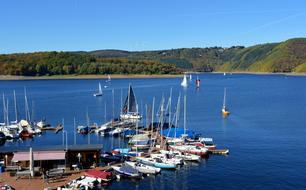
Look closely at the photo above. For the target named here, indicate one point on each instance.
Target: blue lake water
(266, 131)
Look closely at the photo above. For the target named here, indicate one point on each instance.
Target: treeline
(64, 63)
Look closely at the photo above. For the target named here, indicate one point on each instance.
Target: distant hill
(288, 56)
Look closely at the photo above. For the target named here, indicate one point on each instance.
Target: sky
(136, 25)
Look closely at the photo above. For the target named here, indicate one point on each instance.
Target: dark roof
(77, 147)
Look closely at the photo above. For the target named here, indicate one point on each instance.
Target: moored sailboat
(130, 110)
(99, 93)
(184, 82)
(224, 109)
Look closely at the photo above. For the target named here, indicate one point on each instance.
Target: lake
(266, 131)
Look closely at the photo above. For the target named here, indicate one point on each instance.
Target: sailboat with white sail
(99, 93)
(108, 78)
(224, 110)
(129, 110)
(184, 81)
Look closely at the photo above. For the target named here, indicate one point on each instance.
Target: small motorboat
(156, 162)
(83, 129)
(103, 175)
(108, 157)
(127, 171)
(142, 168)
(184, 156)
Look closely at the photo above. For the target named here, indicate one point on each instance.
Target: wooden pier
(220, 151)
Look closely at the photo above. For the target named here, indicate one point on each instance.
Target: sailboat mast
(128, 102)
(7, 112)
(105, 112)
(152, 123)
(4, 108)
(100, 89)
(177, 114)
(87, 119)
(74, 131)
(185, 114)
(170, 99)
(161, 121)
(113, 92)
(121, 101)
(25, 104)
(224, 97)
(15, 104)
(137, 131)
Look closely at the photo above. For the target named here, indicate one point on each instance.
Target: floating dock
(221, 151)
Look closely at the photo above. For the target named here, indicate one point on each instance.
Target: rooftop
(76, 147)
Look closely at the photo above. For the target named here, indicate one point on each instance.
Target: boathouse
(50, 157)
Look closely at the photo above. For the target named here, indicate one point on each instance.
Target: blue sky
(69, 25)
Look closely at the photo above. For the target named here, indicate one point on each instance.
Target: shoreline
(120, 76)
(76, 77)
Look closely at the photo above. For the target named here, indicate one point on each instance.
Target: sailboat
(108, 78)
(129, 110)
(224, 110)
(184, 81)
(198, 82)
(99, 93)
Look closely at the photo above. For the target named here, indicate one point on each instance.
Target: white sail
(224, 98)
(99, 93)
(184, 82)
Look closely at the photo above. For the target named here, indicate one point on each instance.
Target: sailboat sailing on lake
(130, 108)
(99, 93)
(184, 81)
(224, 110)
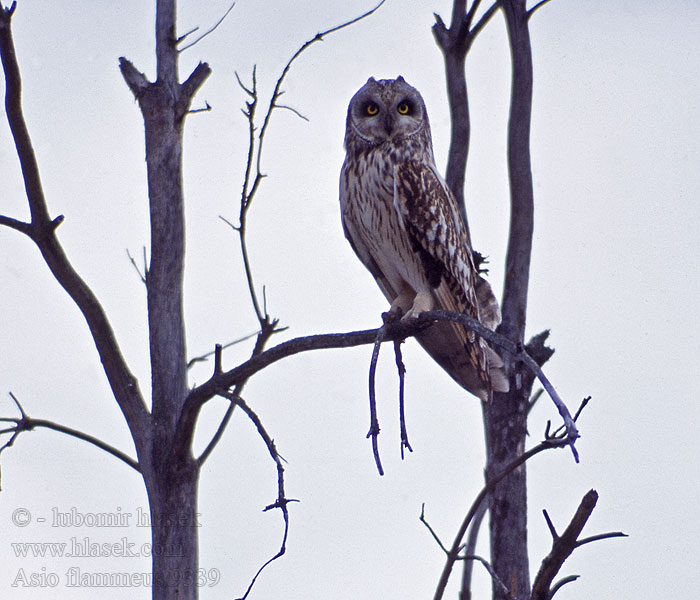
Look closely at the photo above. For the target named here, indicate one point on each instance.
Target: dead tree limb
(563, 545)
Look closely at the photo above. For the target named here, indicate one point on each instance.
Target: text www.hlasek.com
(85, 548)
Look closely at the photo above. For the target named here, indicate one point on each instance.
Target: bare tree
(505, 419)
(163, 435)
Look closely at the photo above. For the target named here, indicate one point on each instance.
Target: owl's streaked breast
(370, 218)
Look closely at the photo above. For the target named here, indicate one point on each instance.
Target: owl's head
(385, 110)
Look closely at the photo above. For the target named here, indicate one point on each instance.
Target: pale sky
(615, 148)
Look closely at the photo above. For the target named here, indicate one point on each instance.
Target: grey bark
(505, 417)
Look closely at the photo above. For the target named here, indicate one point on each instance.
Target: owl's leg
(403, 302)
(422, 302)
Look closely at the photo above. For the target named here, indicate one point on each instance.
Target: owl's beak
(388, 124)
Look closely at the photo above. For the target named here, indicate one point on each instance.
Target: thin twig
(142, 276)
(466, 557)
(282, 501)
(453, 554)
(536, 7)
(487, 565)
(206, 355)
(205, 34)
(25, 423)
(561, 583)
(563, 545)
(470, 548)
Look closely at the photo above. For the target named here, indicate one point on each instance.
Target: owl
(404, 224)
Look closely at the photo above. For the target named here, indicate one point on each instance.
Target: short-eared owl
(404, 224)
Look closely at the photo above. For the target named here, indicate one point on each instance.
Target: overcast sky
(615, 148)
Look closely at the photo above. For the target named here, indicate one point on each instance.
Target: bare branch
(536, 7)
(282, 501)
(564, 545)
(423, 520)
(142, 276)
(469, 548)
(561, 583)
(293, 110)
(494, 576)
(42, 230)
(205, 34)
(402, 412)
(25, 423)
(206, 355)
(21, 226)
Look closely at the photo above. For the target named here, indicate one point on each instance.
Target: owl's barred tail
(498, 379)
(447, 349)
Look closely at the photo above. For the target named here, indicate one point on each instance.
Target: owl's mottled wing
(431, 219)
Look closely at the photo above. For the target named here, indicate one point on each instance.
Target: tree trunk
(505, 419)
(169, 470)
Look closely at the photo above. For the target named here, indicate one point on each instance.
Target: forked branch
(563, 545)
(42, 230)
(26, 423)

*Action item:* Copy out every entry above, character for character, excluding pictures.

*Output for this task:*
Look closely at the photo above. For the target named here, indicate one point on each instance.
Target: blue lake water
(266, 131)
Look closely at the photo above. For the target named here, indicate one point on each instance.
Target: treeline
(64, 63)
Look closely at the photo above. For the target named here, indicate one point on each instance.
Target: distant hill
(288, 56)
Look closely at the photo above. For the target named here, indicate one point on each instance.
Target: sky
(136, 25)
Look closely at the photo above. For the target named here, indicate one point on each instance.
Target: dark roof
(77, 147)
Look closely at the photo above. For the target named here, indicate one point on each instance.
Target: moored sailboat
(130, 110)
(99, 93)
(184, 82)
(224, 109)
Look closely at the photo above. For the target named here, indicate one point on each instance.
Target: lake
(266, 131)
Look closely at the photo above. For the target named here, indicate one point on each instance.
Target: sailboat with white sail
(99, 93)
(108, 78)
(224, 110)
(129, 110)
(184, 81)
Look closely at the photo above. For the target named here, indicate one point on each instance.
Target: small motorboat
(156, 162)
(83, 129)
(103, 175)
(108, 157)
(127, 171)
(142, 168)
(184, 156)
Look closely at the photo above. For the target named here, indicate one point on each instance.
Target: wooden pier
(220, 151)
Look closely at the photo above. For the target named here, indicate one point on each instance.
Target: sailboat mast
(128, 102)
(7, 112)
(105, 112)
(152, 123)
(4, 108)
(100, 89)
(177, 114)
(87, 119)
(74, 131)
(185, 114)
(170, 99)
(161, 121)
(113, 92)
(121, 101)
(25, 104)
(224, 97)
(15, 104)
(137, 131)
Look closely at the photo above. For the target named here, indicate one point on each instance.
Target: floating dock
(221, 151)
Look closely at the photo above. For the target named here, indicate one point on each instance.
Target: rooftop
(76, 147)
Look closely at the photo above. For the target named here, indicate one point on each instance.
Target: boathouse
(50, 157)
Look closely at the photo above. For the target named here, indicate one point on each instance.
Target: blue sky
(69, 25)
Look closely at the photo above. For the target named here, indicate one point on each instance.
Target: shoreline
(120, 76)
(76, 77)
Look closely at the photo above. For the target named here, indicate one point on each instance.
Target: sailboat
(108, 78)
(129, 110)
(224, 110)
(184, 81)
(198, 82)
(99, 93)
Look closely at the photo above. For the target named here, indicate one point on each instance.
Target: white sail
(224, 98)
(99, 93)
(184, 82)
Look closely at the photo above. For the target named here, indicate one point on each instance.
Target: sailboat sailing on lake
(130, 108)
(99, 93)
(184, 81)
(224, 110)
Look closely at the photo above. For the target named here, indicate one point on each instance.
Target: dead tree limb
(563, 545)
Look closely at the photo above. For the target named here, indicate one point on each instance.
Target: text www.hlasek.com
(85, 548)
Look closely at the photo above. For the target named here, indicate one point on each instance.
Target: bare tree
(505, 419)
(163, 435)
Look closely at the photo above. For the target named here, indicate one point on each instance.
Target: owl's streaked breast
(370, 218)
Look closely at the photo above. For the target named here, indicate one point on each instance.
Target: owl's head
(385, 110)
Look closely at the photo above. For the target named here, indicate one point on each instance.
Target: pale sky
(615, 148)
Look closely at the photo above. For the target named here, indicate one point on each instance.
Target: grey bark
(505, 417)
Look closely at the photo above. For the target named here, indicate one point on each instance.
Target: owl's leg
(403, 302)
(422, 302)
Look closely at the photo above. For the target named here, indicate one point on each instance.
Target: owl's beak
(388, 124)
Look closely at the photo above. For the target named here, indicate one point on each instance.
Target: thin twig
(142, 276)
(466, 557)
(282, 501)
(453, 554)
(536, 7)
(487, 565)
(206, 355)
(205, 34)
(25, 423)
(561, 583)
(563, 545)
(470, 548)
Look closely at the photo above. For the target named here, indicate one point on each instance.
Target: owl
(404, 224)
Look closely at the photo above. For the target named here, indicate one point on each instance.
Target: short-eared owl
(404, 224)
Look closely at the photo above. For the target named here, indicate one point on each instance.
Target: overcast sky
(615, 148)
Look closely at the photo above. For the target named here, indicate one point on each instance.
Target: bare branch
(536, 7)
(282, 501)
(564, 545)
(423, 520)
(142, 276)
(469, 548)
(561, 583)
(293, 110)
(494, 576)
(42, 230)
(205, 34)
(402, 412)
(25, 423)
(206, 355)
(21, 226)
Look closely at the photo above. For the target named here, indicate one point on each instance.
Target: owl's barred tail
(498, 379)
(447, 349)
Look closely at the photo above. For the target named here, indicate one point on each instance.
Target: owl's mottled wing
(431, 219)
Look closely at the photo above. For the target named here, indicate one point on each instance.
Target: tree trunk
(505, 419)
(169, 470)
Look closely at the photo above. For the target named here, indicate one point on each instance.
Target: forked branch
(563, 545)
(42, 230)
(26, 423)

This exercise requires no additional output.